What you return must match the listing below character for character, minus any pictures.
=== Begin Enclosure ===
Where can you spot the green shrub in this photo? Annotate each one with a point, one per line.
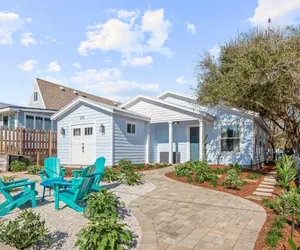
(125, 165)
(7, 178)
(253, 175)
(286, 171)
(110, 175)
(276, 232)
(238, 168)
(106, 234)
(26, 230)
(18, 166)
(34, 169)
(102, 203)
(131, 178)
(232, 180)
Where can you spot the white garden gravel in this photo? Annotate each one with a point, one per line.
(66, 223)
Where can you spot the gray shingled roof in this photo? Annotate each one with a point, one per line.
(56, 96)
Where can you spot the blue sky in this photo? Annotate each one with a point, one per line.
(117, 49)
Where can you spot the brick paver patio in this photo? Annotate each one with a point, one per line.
(181, 216)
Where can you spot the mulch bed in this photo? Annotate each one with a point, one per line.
(247, 190)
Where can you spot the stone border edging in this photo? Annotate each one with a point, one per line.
(149, 239)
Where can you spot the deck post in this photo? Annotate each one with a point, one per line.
(170, 142)
(201, 139)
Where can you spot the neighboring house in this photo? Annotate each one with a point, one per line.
(45, 99)
(168, 128)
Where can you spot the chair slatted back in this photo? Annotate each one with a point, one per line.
(52, 167)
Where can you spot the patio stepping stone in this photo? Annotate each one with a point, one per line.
(262, 193)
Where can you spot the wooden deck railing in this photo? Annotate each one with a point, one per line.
(28, 142)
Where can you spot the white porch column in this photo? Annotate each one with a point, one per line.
(148, 144)
(170, 142)
(201, 138)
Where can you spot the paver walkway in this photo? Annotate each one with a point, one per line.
(182, 216)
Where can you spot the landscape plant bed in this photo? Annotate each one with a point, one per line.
(242, 191)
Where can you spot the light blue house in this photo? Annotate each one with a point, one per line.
(168, 128)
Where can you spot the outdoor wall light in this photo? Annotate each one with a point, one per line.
(102, 129)
(62, 131)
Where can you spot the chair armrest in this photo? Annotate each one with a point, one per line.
(16, 181)
(63, 172)
(31, 183)
(77, 172)
(42, 173)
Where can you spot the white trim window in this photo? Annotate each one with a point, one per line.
(230, 138)
(130, 128)
(35, 96)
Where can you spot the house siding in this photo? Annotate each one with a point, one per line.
(39, 103)
(158, 112)
(90, 114)
(132, 147)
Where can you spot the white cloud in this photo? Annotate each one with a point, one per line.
(53, 67)
(274, 9)
(137, 61)
(28, 65)
(214, 51)
(27, 39)
(76, 65)
(9, 23)
(191, 27)
(181, 80)
(129, 37)
(109, 82)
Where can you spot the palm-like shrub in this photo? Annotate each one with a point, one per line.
(232, 180)
(286, 171)
(110, 175)
(26, 230)
(105, 234)
(102, 204)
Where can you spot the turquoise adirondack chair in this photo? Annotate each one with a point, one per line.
(11, 202)
(52, 169)
(74, 195)
(100, 162)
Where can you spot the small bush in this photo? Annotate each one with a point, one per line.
(238, 168)
(7, 178)
(131, 178)
(232, 180)
(125, 165)
(102, 204)
(26, 230)
(104, 234)
(34, 169)
(253, 176)
(18, 166)
(276, 232)
(110, 175)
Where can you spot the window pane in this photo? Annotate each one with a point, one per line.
(5, 121)
(39, 122)
(47, 124)
(12, 120)
(29, 121)
(128, 128)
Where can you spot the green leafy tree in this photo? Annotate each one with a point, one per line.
(258, 71)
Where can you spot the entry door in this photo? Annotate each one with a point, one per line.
(83, 144)
(194, 143)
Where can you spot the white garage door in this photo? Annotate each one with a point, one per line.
(83, 144)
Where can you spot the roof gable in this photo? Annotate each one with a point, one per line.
(56, 96)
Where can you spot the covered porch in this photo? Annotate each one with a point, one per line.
(176, 141)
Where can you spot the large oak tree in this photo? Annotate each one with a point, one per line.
(258, 71)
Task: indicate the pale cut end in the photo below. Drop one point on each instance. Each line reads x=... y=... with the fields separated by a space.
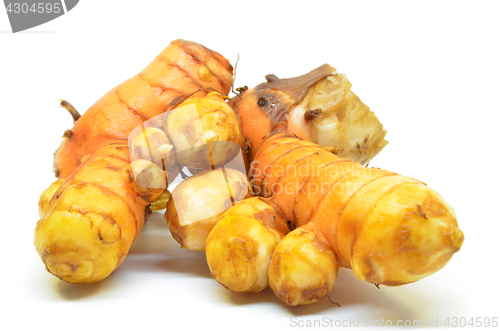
=== End Enclosure ===
• RESULT OF THE TASK:
Where can you spot the green shrub in this photo? Annotate each one with a point, one per line.
(125, 165)
(7, 178)
(253, 175)
(286, 171)
(110, 175)
(276, 232)
(238, 168)
(106, 234)
(26, 230)
(18, 166)
(34, 169)
(102, 203)
(131, 178)
(232, 180)
Where can you spot the white garden gravel in this photo? Annotate each one with a point, one per line.
(66, 223)
Where can you spot the gray shingled roof in this photo? Annotate each one with a point, one per line.
(56, 96)
Where can you spot the blue sky in this photo? Annotate each one with a point, one per line.
(117, 49)
Where can you spot the brick paver patio in this photo? Annotate each one with a point, one per line.
(181, 216)
Where can you spot the mulch bed in this photo? Annotate each one with a point, one per line.
(247, 190)
Where can you spot the stone border edging in this photo? Annotate each one with a point, one per line.
(149, 239)
Where can you spot the deck post in this photo? Annotate each one with a point, one per line.
(170, 142)
(201, 139)
Where can you spot the neighboring house in this photo? Annotate each one with a point, one per line.
(45, 99)
(168, 128)
Where can you spot the chair slatted back in this photo? Annotate each one with a point, one per line.
(52, 167)
Where can you spot the patio stepping stone in this photo? Annotate each one with a point, one per line.
(262, 193)
Where can you spot the wooden deck railing in this photo? Annotate each one with a point, one per line.
(28, 142)
Where can you spot the white porch column in this photo? Annotate each one with a point, one per line.
(148, 144)
(170, 142)
(201, 138)
Where can you spot the paver walkway in this photo? Annotate each one with a point, one per line.
(182, 216)
Where can you spot the landscape plant bed in this photo? Annotate each one with a point, one per line.
(242, 191)
Where can you spot the light blue house in this photo? Annotate each one with a point, one per line.
(168, 128)
Where can you spot the outdoor wall light in this photo? Annotate each one with a point, one per line.
(102, 129)
(62, 131)
Where can you spot the chair armrest in this photo? Annotate each one with a point, one per line.
(16, 181)
(63, 172)
(31, 183)
(77, 172)
(42, 173)
Where can you spot the white trim window in this photo? Annotate each one with a point, one per line.
(230, 138)
(130, 128)
(35, 96)
Where can you spot the house siding in this photo? Annotate each one with a point, one per line.
(39, 103)
(158, 112)
(90, 114)
(132, 147)
Where can you spot the white cloud in this photo? Annotate each one with a point, one per line.
(53, 67)
(274, 9)
(137, 61)
(28, 65)
(214, 51)
(27, 39)
(76, 65)
(9, 23)
(191, 27)
(181, 80)
(129, 37)
(109, 82)
Where can you spot the palm-like shrub in this photo? Annotate each one with a point, one per line.
(232, 180)
(286, 171)
(110, 175)
(26, 230)
(105, 234)
(102, 204)
Where can you spot the turquoise adirondack chair in this photo? Annotate each one with a point, one per line.
(11, 202)
(52, 169)
(74, 195)
(100, 162)
Where can you spot the small bush in this photo? Annotate each one with a point, one per line.
(238, 168)
(7, 178)
(131, 178)
(232, 180)
(125, 165)
(102, 204)
(26, 230)
(104, 234)
(34, 169)
(253, 176)
(18, 166)
(276, 232)
(110, 175)
Where can you spot the window pane in this photo? Annotate each one with a point, one per line.
(5, 121)
(39, 122)
(47, 124)
(12, 120)
(29, 121)
(128, 128)
Where can you spot the green leafy tree in this photo? Annotate each one with a point, one per line.
(258, 71)
Where can you spot the entry door in this photo? Annotate each one with a point, one per line.
(83, 144)
(194, 143)
Where can you spot the white garage door in this photo? Annotate each one with a point, one per line.
(83, 144)
Where can you spot the roof gable in this photo? Annotate each one with a point, one per line.
(56, 96)
Where can you spot the covered porch in this photo? Annotate each one with a point, one per line.
(176, 141)
Where can you spot the large oak tree in this photo? Annotate each one with a point, one per line.
(258, 71)
Task: indicate the pale cut end in the photo below. Drop one point on each instance. Each line reads x=... y=... with the fields separated by a space.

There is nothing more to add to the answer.